## What is asked:
Read the data and repeat all of it exactly.

## START Dataset records

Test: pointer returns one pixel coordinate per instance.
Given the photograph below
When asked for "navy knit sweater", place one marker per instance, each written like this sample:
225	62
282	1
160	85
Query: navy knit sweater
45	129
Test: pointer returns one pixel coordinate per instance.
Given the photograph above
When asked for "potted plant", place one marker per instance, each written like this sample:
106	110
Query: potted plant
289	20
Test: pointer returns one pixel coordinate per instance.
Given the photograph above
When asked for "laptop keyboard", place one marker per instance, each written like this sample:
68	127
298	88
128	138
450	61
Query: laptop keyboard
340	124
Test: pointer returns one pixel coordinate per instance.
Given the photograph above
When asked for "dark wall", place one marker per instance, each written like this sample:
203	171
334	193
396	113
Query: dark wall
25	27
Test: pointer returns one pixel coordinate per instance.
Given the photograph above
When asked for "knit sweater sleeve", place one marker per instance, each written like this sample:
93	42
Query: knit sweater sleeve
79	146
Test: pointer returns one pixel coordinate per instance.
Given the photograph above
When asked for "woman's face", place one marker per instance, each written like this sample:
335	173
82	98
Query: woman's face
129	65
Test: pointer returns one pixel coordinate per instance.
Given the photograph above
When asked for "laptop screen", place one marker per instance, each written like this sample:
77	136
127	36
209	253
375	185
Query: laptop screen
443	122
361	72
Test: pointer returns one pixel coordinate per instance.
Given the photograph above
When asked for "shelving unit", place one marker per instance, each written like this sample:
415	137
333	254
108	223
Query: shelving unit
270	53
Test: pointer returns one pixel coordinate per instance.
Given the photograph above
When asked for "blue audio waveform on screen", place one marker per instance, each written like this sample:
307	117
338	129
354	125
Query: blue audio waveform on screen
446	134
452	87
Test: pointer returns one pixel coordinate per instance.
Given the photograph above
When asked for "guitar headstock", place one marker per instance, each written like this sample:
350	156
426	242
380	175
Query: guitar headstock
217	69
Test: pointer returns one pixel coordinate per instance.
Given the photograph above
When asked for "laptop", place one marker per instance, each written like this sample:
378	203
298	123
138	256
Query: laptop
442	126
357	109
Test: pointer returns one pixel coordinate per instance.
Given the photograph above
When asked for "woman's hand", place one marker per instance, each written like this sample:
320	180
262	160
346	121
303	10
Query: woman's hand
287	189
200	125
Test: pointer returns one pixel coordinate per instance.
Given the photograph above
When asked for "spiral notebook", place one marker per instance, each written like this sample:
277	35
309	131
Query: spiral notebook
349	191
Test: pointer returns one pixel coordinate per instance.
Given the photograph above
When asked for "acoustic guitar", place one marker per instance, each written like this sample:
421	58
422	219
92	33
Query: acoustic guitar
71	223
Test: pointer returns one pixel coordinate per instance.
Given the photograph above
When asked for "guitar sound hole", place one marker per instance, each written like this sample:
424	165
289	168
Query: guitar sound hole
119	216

## END Dataset records

## Answer to this problem:
Test: pointer returns one pixel coordinate per instance.
Given the photograph below
When asked for "navy knit sweater", place one marker per instance, each written like this sample:
225	62
282	1
160	85
Query: navy knit sweater
45	129
Test: pointer returns one pixel coordinate per instance.
Given the photograph above
When asked for "potted plant", place one marker per instance, each written like this sample:
106	110
Query: potted plant
289	20
Test: pointer returns one pixel coordinate per instance.
Given the photograph above
When asked for "laptop keyboard", place one marker per instance, each written like this sample:
68	127
298	88
128	138
450	61
Query: laptop keyboard
340	124
Test: pointer returns one pixel coordinate per instance.
Given the photograph above
When asked for "dark wall", place one marker per instance, each written like this sample:
203	171
334	193
396	113
Query: dark wall
25	27
Test: pointer returns one pixel coordinate per instance.
Given the photograph above
When asked for "knit sweater sleeve", place one marker per instance, each written like this sample:
93	42
Query: knit sweater sleeve
79	146
Test: pointer returns one pixel coordinate per instance.
Given the photograph above
When asked for "woman's face", place one marker per instance, each written like this sample:
335	173
82	98
Query: woman's face
129	65
Test: pointer returns one pixel coordinate per instance.
Given the photograph above
When asked for "laptop screen", place one marker per instance, each written like this sample:
77	136
127	36
209	253
375	185
Query: laptop screen
443	122
361	72
Test: pointer returns one pixel coordinate per instance.
Given the photograph above
When asked for "shelving unit", place one marker per instance, each written like this sample:
415	137
333	254
108	223
Query: shelving unit
270	53
Test: pointer returns one pixel coordinate per instance.
Given the photograph above
When asked for "blue audio waveform on screen", place one marker per instance, each written like this sample:
307	117
338	129
354	125
Query: blue audio waveform on screen
446	134
452	87
Test: pointer returns one pixel coordinate per instance.
Given the photograph above
When asked for "guitar headstock", place one marker per instance, each written like this sample:
350	156
426	242
380	175
Query: guitar headstock
217	69
Test: pointer returns one pixel coordinate per instance.
Given the photograph above
When asked for "laptop", place one marker per instance, each written like this sample:
378	203
298	123
138	256
Query: laptop
442	126
357	109
Test: pointer returns one pixel coordinate per instance.
Given the photograph above
When asked for "woman's hand", place one marker per instance, each written like this sample:
320	180
262	160
346	121
303	10
Query: woman's hand
287	189
200	125
Test: pointer returns one pixel coordinate per instance.
Given the photograph above
When asked for "spiral notebook", place one marker per instance, each written like this sample:
277	35
309	131
Query: spiral notebook
349	191
Test: pointer returns one pixel coordinate per instance.
Given the photograph above
When asked for "acoustic guitar", place one marker per instance, each written like this sample:
421	58
422	219
92	33
Query: acoustic guitar
71	223
Test: pointer returns one pixel coordinate per instance.
Given the photograph above
When asked for "guitar sound hole", place one marker per instance, each written like this sample:
424	165
289	168
Query: guitar sound hole
119	216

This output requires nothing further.